* [Page excerpt]
· · ·
C2 forum

General Category => Ideas => Topic started by: kyle on January 12, 2015, 08:19:45 PM

Title: control endian-ness of data and bit structs
Post by: kyle on January 12, 2015, 08:19:45 PM
I was thinking again about Bas' addition of bit fields in such a nice way into the system.  I have some code that implements a fairly ugly protocol (industrial control systems) and there are few bit fields, but the endian-ness of the bytes in the words is very important. 

I have lots of little inline (type safe and the compilers generally do smart things with them) functions that convert the values back and forth between host and target endian types. 

Given that I am looking at this kind of code a lot right now, I thought about things that would make my life a lot easier for low level hardware and protocol support.


C is pretty good at handling bytes.  With packed structs, you can do a lot, but you still have to handle endian problems manually.

foo: int32 little_endian;
bar: uint16 big_endian;

Many hardware systems are controlled by bit fields and those fields may be big or little endian.  Some (there are engineers who probably need to rethink some of their designs) have both :-(

How about a "bitstruct"?
· · ·
* [Entries supplied]
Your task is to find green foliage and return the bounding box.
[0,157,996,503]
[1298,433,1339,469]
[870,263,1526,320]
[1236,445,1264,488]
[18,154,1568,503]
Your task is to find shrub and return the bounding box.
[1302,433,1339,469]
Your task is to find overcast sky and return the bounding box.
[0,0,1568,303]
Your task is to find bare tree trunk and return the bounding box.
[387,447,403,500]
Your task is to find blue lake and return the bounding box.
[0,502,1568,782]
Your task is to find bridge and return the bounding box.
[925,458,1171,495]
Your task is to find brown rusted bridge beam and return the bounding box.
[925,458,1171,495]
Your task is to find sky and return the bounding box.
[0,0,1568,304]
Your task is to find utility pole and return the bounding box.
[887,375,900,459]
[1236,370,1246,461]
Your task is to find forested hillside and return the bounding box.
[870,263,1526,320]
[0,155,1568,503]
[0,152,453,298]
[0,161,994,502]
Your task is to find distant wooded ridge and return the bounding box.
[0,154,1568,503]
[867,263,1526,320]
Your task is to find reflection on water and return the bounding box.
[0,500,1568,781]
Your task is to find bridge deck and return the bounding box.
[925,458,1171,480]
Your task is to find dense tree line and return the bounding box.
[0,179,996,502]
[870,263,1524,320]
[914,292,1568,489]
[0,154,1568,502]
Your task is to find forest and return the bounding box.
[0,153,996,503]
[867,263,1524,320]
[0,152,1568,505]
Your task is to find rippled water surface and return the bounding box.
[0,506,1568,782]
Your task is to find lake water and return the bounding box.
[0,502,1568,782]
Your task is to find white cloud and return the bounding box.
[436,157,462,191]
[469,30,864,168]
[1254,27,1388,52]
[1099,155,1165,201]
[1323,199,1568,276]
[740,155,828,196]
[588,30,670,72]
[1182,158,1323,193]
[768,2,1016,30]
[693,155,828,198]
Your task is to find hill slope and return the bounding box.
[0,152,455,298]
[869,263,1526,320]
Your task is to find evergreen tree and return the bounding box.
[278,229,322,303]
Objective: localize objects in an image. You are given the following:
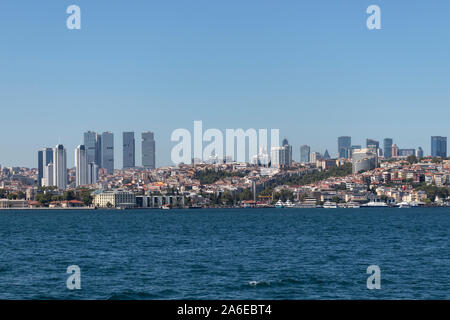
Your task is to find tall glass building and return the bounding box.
[383,138,394,159]
[100,132,114,174]
[431,136,447,158]
[338,136,352,159]
[142,131,155,169]
[84,131,102,166]
[53,144,67,190]
[38,148,53,186]
[123,132,136,169]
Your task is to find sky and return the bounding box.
[0,0,450,168]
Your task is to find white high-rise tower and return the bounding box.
[75,145,87,187]
[53,144,67,190]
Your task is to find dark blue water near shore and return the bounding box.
[0,208,450,299]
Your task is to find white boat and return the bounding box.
[397,201,411,208]
[347,202,361,209]
[323,201,337,209]
[361,201,388,208]
[275,199,284,209]
[284,199,294,208]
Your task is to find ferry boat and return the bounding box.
[275,200,284,209]
[347,202,361,209]
[323,201,337,209]
[397,201,411,208]
[284,199,294,208]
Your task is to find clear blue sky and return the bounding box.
[0,0,450,167]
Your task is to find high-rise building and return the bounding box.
[84,131,102,166]
[300,144,311,163]
[42,162,55,187]
[75,145,87,187]
[366,139,380,149]
[101,132,114,174]
[37,150,44,186]
[38,148,53,185]
[87,162,98,184]
[398,149,416,157]
[142,131,156,169]
[392,144,400,157]
[416,147,423,159]
[338,136,352,159]
[309,152,322,164]
[431,136,447,158]
[282,139,292,166]
[123,132,136,169]
[53,144,67,190]
[383,138,394,159]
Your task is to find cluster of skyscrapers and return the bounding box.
[300,136,447,163]
[38,131,155,189]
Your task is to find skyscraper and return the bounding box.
[84,131,102,166]
[101,132,114,174]
[366,139,380,149]
[142,131,155,169]
[281,138,292,166]
[431,136,447,158]
[123,132,136,169]
[416,147,423,159]
[338,136,352,159]
[53,144,67,190]
[75,145,87,187]
[38,148,53,186]
[383,138,394,159]
[300,144,311,163]
[42,162,55,187]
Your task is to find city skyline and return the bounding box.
[0,0,450,168]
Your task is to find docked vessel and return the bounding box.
[361,201,388,208]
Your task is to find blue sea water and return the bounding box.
[0,208,450,299]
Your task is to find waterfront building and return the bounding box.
[338,136,352,159]
[300,145,311,163]
[93,189,136,208]
[123,132,136,169]
[53,144,67,190]
[383,138,394,159]
[352,148,378,174]
[431,136,447,158]
[75,145,87,187]
[101,132,114,174]
[142,131,156,169]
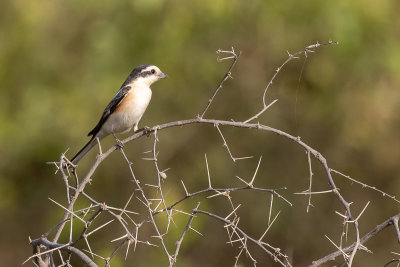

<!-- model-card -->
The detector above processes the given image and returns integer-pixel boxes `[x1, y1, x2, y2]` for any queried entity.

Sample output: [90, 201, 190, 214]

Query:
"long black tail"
[71, 135, 96, 165]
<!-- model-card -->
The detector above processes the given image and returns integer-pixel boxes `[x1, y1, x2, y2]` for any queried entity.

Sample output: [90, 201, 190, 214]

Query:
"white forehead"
· · ·
* [The tasks]
[a] Retype the passage of the C2 forum post from the words "General Category =>" through the words "is very important.". Begin at the words that contain "General Category =>" and stop after "is very important.".
[b] Write out every word in the two code lines of the C2 forum post, the lines that begin with "foo:" and "bar:". Keep the order in which they appear and leave out the colons and semicolons.
[c] Write what comes next in the C2 forum post, starting after its last sentence.

* [Answers by task]
[a]
General Category => Ideas => Topic started by: kyle on January 12, 2015, 08:19:45 PM

Title: control endian-ness of data and bit structs
Post by: kyle on January 12, 2015, 08:19:45 PM
I was thinking again about Bas' addition of bit fields in such a nice way into the system.  I have some code that implements a fairly ugly protocol (industrial control systems) and there are few bit fields, but the endian-ness of the bytes in the words is very important.

[b] foo, int32, little_endian, bar, uint16, big_endian

[c]
bitstruct [160] {
    control: integer [0..30];
    clear_interrupts: integer [31..31];
    command: integer [32..37];
    ugly_field: integer [38..42,49..53];
    ...
}

The array-like statement [160] defines the number of bits.  Fields within the bitstruct specify where the field is in the bits. 

It is common enough, though thankfully not that common, for some fields to be split into two or more sections.  I showed that with the "ugly_field" example.  I have seen cases where the most significant bits are before the least significant bits.  In that case we'd have something like:

ugly_field: integer [49..53, 38..42];

Ugly!

I am not sure how you would want the little_endian and big_endian keywords to work here.  Maybe you would specify it with the bit ranges like in ugly_field?

I just thought I would throw that out there.

Best,
Kyle
Title: Re: control endian-ness of data and bit structs
Post by: bas on January 14, 2015, 08:23:40 AM
There is a subtle issue here,
In C/C2 you can use bitfields to pack multiple small fields into a word or so. this rougly looks like this in C:
Code: [Select]
struct Foo {
  int a : 3;
  int b : 10;
  unsigned int c : 6;
}
The position where the compiles decides to store the values is left to the compiler, it is unspecified.
So you can (should  ;)) never use this to overlay a hardware register to extract a field.

The other thing is C2's bitoffsets, which is designed to address bit-fields in for example a hardware register.
C2 still has bitfields as well, since they have a valid use.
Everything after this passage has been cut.